• **Work to complete**
Present each line of the material below as a row of a Markdown table, with the row number in a column headed "No." and the line itself in a column headed "Text", leaving out any blank lines.

Excerpt from a dataset

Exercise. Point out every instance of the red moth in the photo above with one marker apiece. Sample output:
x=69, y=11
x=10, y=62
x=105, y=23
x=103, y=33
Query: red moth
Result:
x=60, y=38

• **Task result**
| No. | Text |
|---|---|
| 1 | Exercise. Point out every instance of the red moth in the photo above with one marker apiece. Sample output: |
| 2 | x=69, y=11 |
| 3 | x=10, y=62 |
| 4 | x=105, y=23 |
| 5 | x=103, y=33 |
| 6 | Query: red moth |
| 7 | Result: |
| 8 | x=60, y=38 |